──────── Working data

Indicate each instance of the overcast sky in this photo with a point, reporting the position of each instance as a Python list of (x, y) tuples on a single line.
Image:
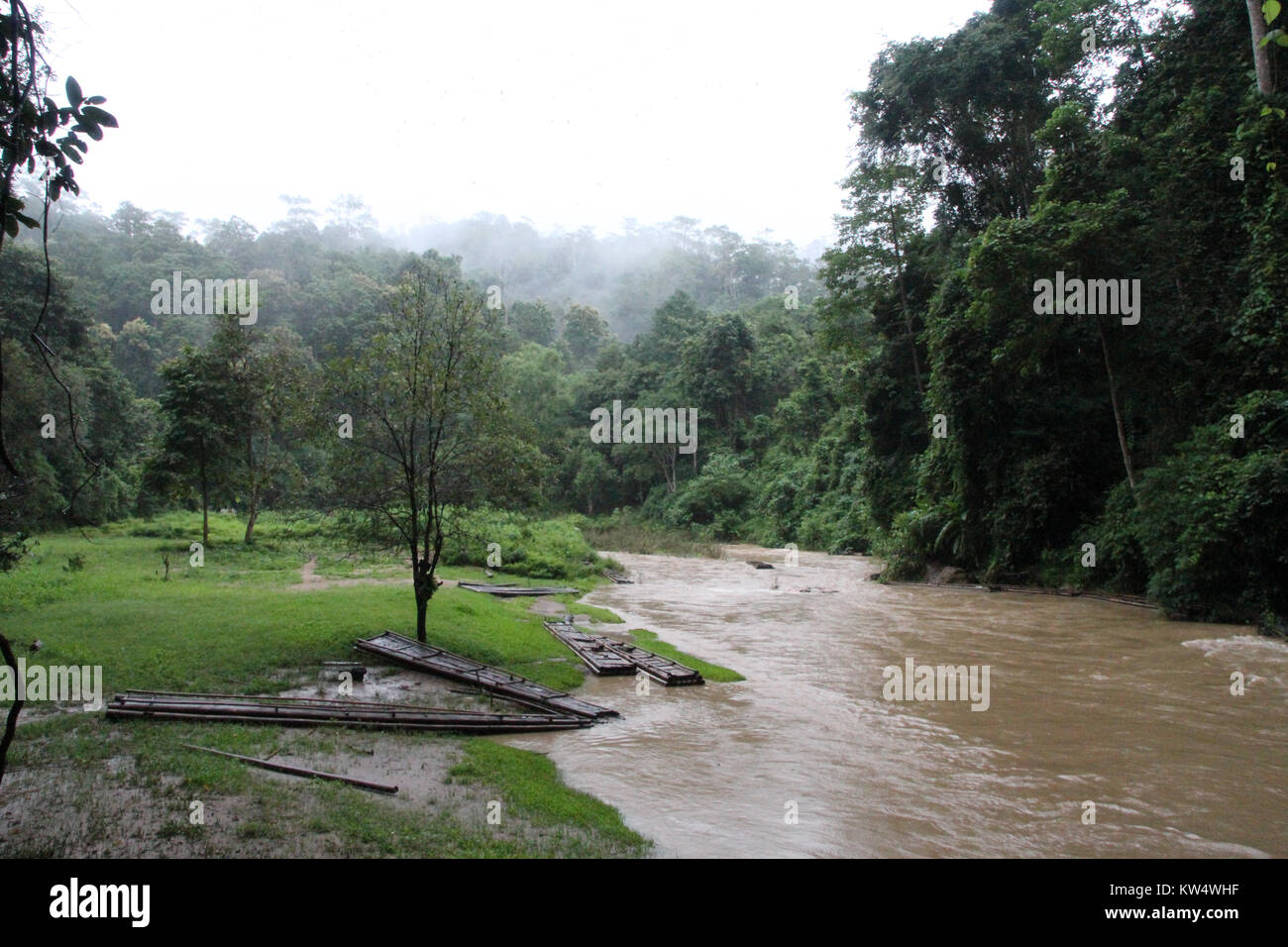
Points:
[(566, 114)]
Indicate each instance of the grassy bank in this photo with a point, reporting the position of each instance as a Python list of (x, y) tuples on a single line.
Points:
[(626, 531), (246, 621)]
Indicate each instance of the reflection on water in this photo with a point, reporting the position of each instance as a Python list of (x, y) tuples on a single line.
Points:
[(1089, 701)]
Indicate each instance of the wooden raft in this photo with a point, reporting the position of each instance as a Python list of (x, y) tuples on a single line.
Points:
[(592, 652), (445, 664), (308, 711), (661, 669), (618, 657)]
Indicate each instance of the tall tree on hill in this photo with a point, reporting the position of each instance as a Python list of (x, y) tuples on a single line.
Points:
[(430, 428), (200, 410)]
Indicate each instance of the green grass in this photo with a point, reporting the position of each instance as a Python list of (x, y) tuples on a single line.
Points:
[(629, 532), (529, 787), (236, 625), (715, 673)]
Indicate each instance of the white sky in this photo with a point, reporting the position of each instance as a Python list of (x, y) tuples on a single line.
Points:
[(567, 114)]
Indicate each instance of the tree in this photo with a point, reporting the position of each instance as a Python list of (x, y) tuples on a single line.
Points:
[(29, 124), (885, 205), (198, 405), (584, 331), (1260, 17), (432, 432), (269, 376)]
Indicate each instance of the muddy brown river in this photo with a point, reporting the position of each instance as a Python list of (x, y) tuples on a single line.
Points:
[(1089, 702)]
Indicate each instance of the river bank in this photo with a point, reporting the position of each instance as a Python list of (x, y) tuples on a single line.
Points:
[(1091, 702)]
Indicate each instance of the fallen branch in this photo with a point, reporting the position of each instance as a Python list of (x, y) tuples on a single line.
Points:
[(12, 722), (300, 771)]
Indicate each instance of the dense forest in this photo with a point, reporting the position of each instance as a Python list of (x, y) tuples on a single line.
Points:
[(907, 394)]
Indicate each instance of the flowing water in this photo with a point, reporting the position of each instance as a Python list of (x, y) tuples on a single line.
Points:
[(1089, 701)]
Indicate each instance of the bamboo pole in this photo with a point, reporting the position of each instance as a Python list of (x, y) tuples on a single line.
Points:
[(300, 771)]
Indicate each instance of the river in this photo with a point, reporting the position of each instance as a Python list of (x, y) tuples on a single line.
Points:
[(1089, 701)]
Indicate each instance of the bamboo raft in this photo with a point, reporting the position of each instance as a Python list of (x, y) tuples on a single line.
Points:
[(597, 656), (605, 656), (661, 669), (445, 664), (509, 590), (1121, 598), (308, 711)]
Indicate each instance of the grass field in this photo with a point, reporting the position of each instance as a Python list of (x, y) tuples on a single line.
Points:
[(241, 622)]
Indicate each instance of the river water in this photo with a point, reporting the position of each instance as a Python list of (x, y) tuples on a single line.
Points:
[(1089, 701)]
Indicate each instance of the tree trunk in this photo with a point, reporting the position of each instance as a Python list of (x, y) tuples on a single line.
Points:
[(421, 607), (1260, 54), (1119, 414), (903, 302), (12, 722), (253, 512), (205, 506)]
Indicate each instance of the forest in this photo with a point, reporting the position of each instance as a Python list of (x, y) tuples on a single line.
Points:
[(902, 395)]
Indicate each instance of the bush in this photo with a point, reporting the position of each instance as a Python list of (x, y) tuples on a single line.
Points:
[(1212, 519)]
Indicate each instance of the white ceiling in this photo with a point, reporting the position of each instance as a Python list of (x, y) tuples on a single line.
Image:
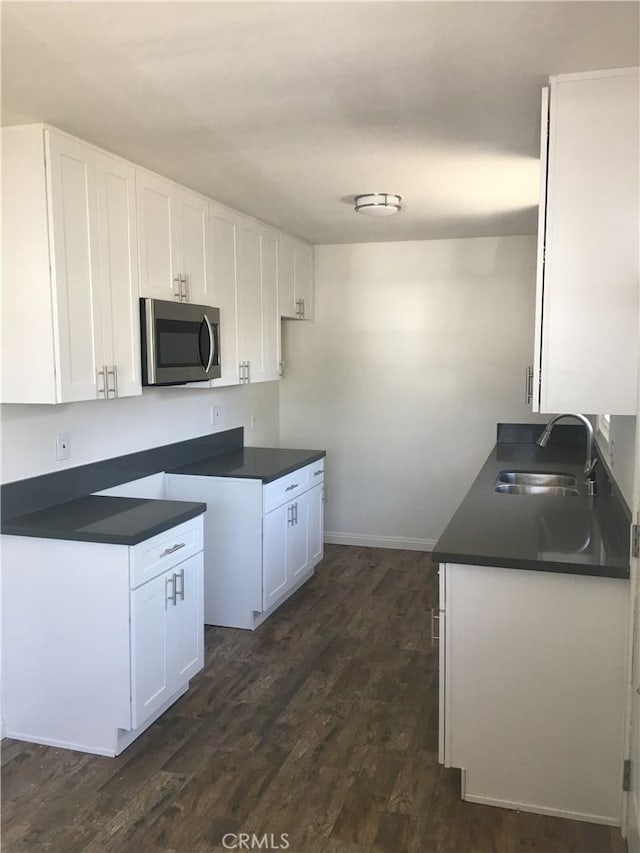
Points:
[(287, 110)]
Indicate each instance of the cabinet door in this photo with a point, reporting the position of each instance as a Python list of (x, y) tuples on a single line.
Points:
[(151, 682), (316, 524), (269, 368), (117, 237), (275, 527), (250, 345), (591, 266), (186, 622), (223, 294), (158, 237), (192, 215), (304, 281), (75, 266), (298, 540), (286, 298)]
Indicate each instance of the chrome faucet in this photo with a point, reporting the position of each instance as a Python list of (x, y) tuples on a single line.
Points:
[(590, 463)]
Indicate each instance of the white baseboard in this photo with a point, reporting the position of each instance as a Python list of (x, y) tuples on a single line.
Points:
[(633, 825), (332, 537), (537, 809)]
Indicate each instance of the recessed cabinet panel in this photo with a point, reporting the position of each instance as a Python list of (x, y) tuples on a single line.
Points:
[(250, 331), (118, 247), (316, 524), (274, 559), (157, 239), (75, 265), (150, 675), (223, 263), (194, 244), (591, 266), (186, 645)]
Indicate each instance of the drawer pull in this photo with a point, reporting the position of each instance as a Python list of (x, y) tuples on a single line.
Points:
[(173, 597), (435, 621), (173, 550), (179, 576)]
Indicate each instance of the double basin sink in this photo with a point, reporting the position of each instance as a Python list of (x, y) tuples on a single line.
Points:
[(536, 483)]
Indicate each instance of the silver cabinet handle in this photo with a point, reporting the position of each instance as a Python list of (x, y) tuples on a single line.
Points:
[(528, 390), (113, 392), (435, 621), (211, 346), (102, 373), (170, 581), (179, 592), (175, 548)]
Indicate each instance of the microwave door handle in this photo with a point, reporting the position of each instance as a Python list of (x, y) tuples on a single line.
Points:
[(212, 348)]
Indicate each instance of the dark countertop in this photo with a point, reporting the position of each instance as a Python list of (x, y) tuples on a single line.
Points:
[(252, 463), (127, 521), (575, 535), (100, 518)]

────────────────

What you return must match the entries above exactly, apart from the pictures, which are left out.

■ Solution to this problem
Indicate each instance of the overcast sky in this photo with a point, reporting the position of each instance as a Python list of (x, y) tuples on a single line.
Image:
Points:
[(566, 114)]
Indicate each instance of the grassy bank in this photo with a point, reporting the position of each instance as a Python list of (x, y) tuples on a single line.
Points:
[(626, 531), (246, 621)]
Indicate each instance of the reflection on water in this photo with a point, reporting the position of each instance as a Python list of (x, y) tuples on a single line.
Points:
[(1089, 701)]
Indicate each instance of the wooden raft in this photo with a point, reporting the position of each instance as a Python list of (x, y) tuples on a single line.
Points:
[(592, 652), (445, 664), (308, 711), (661, 669), (618, 657)]
Indicate each instance of the tall tree on hill in this photo with a point, reporting the position of each instance as a Python list of (x, y) tuples on a single line.
Points:
[(430, 428), (200, 410)]
Indicate each instance of the green grass in this photo with a point, reporting the position of each instance as a Python list of (x, y) tuples on a single line.
Points:
[(629, 532), (529, 787), (236, 625), (715, 673)]
Indicate each instance of the white sky in this photo with a point, reporting the position of each instance as a Python list of (x, y) tuples on a single line.
Points:
[(567, 114)]
Indicate each instance of the tree in this photo with a point, reporting the position of each instance as a Python list of (x, y) tuples on a single line.
Points:
[(29, 124), (885, 205), (198, 405), (584, 331), (1260, 17), (432, 432), (269, 376)]
Indicate each instance of the muddy brown river in this photo with a point, reporting the position of each instance as a Python list of (x, y) tuples on a single line.
Points:
[(1089, 702)]
Indicate each instance of the river bank in this photo with a point, reporting the position of each instance as a Python list of (x, y) tuples on a single line.
Points:
[(1091, 702)]
Indicate each instance of the fallen branch in this photo with a point, reporting the position of each instance as a Python list of (x, y) tuples on a single line.
Points:
[(12, 722), (300, 771)]
Indicate each instance of the dense forest in this photo with a point, reporting the position of each instance as a Python list of (x, y) tuples on a single line.
Points:
[(907, 394)]
Indicate each instance of the flowing water in this photo with a point, reporting the position of each instance as a Python list of (x, y) tuples on a single line.
Points:
[(1089, 701)]
Indicate each instance of the bamboo pole in this photo with a point, reporting the position of each instance as a Python list of (x, y) tuples on a single line.
Points:
[(300, 771)]
Indicate each instance of the river in this photo with a point, reporting the position of each instance as a Python list of (x, y) tuples on a single line.
Points:
[(1089, 701)]
Indicate each instance of the bamboo raft in this photo with a point, reporting the position of each instance as a Python list of (x, y) tuples on a single line.
Points:
[(597, 656), (605, 656), (661, 669), (445, 664), (509, 590), (1121, 598), (308, 711)]
Indicate each instance of the grass field in this photo with a point, reporting the position of each instance as a Python list of (x, y) tuples on a single line.
Points:
[(241, 622)]
Indicate each instance of the river water in this photo with a point, reporting the position of each instance as a Python list of (x, y) tuples on a single line.
Points:
[(1089, 701)]
Indicate each instance of the tree trunk in this photo with a point, reporting the position of each instance as a Python list of (x, y) tuples on a single line.
Points:
[(421, 607), (1260, 54), (1119, 414), (903, 302), (12, 722), (253, 512), (205, 506)]
Indicate each instance of the forest in this photo with a point, reporting the position of each instance as a Python list of (x, y) tuples on a single line.
Points:
[(902, 395)]
Indicate each instance of the bush in this photo with a point, reporting the position of each instance as a Python list of (x, y) tuples on a single line.
Points:
[(1212, 519)]
Indicate each instance of the white ceiling in this photo with a point, reporting the position of each instance as a Python list of (x, y) tuples on a single line.
Image:
Points:
[(287, 110)]
Indicate each instance of the cabinet door in this photo with a point, reporting the position of each instance as a Python list of (x, y) tuples on a single line.
Points:
[(151, 682), (316, 524), (269, 368), (117, 237), (275, 527), (250, 345), (591, 266), (186, 622), (223, 294), (158, 237), (192, 215), (304, 281), (75, 266), (298, 540), (286, 298)]
Indicate each instance of the chrome faucet in this photo with a point, reporting the position of each instance as a Python list of (x, y) tuples on a single line.
Points:
[(590, 463)]
Indicate each instance of the white baseboard in this photo with a point, reporting the position of each instance as a Python list of (x, y) tuples on a single line.
Points:
[(633, 825), (332, 537), (537, 809)]
Indicate each instance of the recessed cabinet panel in this photo with a point, reporting the position of each instance as a Python list of (x, y) tuples on a single line.
Points:
[(250, 331), (118, 247), (316, 524), (274, 559), (157, 239), (75, 265), (150, 675), (223, 263), (194, 244), (591, 266), (186, 645)]
Indicate each instance of the drawer pull in this photo with a point, reporting the position of each instance as a Python list of (x, y) tuples on a single line.
Points:
[(173, 597), (435, 621), (173, 550), (179, 576)]
Indicate each instance of the double basin sink in this photo with a point, reporting the position of each instance as a Python list of (x, y) tuples on a single line.
Points:
[(536, 483)]
Indicate each instance of the silver cabinet handle in this photo with a point, reporting the position of each instance as a Python list of (x, y) tuples on a single line.
Points:
[(528, 390), (113, 392), (435, 621), (211, 346), (102, 373), (170, 581), (179, 592), (175, 548)]
Indicate each instance of the microwave door handle in this photo with a point, reporting the position of each instance as a Python list of (x, y) tuples on a single line.
Points:
[(212, 348)]
Indicate each instance of the dark countertop in this photo with a point, reporting the position of each instance as a Python list of (x, y) tuples on a single line.
Points:
[(252, 463), (127, 521), (575, 535), (100, 518)]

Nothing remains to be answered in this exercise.